#### WORK ITEM:
Return, from the data that follows, each line that holds the word "green".
************
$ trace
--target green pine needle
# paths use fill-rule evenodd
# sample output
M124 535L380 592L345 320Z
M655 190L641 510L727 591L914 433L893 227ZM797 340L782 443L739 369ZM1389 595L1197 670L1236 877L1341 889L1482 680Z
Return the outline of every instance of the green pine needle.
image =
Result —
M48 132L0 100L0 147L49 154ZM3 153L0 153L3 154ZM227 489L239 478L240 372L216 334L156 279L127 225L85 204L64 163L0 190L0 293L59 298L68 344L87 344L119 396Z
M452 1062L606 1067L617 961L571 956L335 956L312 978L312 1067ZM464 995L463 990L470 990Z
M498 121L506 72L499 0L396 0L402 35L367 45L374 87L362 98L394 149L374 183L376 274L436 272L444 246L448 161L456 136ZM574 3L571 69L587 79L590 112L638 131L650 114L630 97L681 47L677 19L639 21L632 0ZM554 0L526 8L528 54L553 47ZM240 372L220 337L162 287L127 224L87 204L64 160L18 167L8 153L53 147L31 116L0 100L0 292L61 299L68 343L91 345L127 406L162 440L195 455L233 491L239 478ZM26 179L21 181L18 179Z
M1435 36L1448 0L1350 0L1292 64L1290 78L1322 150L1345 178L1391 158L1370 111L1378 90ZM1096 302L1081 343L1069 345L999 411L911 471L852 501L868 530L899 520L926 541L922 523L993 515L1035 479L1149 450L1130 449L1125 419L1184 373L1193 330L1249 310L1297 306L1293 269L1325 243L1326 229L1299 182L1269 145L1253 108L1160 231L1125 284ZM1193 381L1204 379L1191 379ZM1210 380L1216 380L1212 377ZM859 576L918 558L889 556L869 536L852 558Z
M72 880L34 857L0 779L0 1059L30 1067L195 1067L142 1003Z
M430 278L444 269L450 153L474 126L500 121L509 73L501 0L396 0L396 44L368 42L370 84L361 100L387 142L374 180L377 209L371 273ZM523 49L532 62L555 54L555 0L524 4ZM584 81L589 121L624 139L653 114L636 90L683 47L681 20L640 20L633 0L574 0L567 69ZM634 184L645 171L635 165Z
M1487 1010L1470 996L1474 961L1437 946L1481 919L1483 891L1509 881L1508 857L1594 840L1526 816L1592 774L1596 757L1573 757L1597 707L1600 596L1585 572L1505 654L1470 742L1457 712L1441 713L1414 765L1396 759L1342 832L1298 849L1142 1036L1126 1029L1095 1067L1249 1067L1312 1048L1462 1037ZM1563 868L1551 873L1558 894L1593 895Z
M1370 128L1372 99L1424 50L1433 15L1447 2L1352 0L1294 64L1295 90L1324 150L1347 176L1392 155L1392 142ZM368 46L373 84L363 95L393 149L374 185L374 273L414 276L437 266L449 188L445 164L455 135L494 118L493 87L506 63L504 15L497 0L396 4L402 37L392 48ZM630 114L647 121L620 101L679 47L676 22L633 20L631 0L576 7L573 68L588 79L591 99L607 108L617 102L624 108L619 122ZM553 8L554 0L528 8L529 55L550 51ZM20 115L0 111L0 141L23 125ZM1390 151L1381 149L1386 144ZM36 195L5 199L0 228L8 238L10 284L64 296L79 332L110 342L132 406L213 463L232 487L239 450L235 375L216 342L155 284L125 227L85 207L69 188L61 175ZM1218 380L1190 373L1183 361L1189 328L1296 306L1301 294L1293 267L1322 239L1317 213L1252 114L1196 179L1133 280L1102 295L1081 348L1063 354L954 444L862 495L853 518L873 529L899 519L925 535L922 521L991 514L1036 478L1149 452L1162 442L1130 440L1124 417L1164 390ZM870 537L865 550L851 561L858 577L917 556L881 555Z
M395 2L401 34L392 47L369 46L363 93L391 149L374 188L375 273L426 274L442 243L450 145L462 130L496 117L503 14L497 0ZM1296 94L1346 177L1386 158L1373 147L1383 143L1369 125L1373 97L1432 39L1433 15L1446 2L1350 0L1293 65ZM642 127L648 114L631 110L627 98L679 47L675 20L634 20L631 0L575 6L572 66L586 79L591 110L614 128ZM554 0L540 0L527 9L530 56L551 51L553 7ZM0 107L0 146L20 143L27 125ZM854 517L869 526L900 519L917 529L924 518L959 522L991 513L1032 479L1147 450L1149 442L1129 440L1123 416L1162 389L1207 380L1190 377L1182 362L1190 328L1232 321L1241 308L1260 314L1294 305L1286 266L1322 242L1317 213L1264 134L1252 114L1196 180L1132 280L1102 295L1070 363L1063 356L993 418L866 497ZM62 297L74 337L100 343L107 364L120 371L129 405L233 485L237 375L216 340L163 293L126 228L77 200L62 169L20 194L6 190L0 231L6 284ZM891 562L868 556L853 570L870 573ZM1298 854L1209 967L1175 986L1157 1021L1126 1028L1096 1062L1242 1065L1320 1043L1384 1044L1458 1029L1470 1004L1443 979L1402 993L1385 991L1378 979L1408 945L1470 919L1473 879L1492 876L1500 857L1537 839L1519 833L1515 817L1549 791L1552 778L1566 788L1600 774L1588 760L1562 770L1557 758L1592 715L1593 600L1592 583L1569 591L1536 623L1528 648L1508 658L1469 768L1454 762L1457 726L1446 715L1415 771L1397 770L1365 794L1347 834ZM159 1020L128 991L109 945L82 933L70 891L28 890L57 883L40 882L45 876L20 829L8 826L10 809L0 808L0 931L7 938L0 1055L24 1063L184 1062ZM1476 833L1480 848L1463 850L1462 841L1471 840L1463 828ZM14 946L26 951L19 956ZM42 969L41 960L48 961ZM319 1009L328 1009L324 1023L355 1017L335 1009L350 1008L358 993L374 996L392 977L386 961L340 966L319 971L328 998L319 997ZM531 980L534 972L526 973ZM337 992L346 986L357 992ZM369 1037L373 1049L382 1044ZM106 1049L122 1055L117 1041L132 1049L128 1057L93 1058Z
************
#### ANSWER FOR THIS EXERCISE:
--target green pine needle
Return the outline of every instance of the green pine needle.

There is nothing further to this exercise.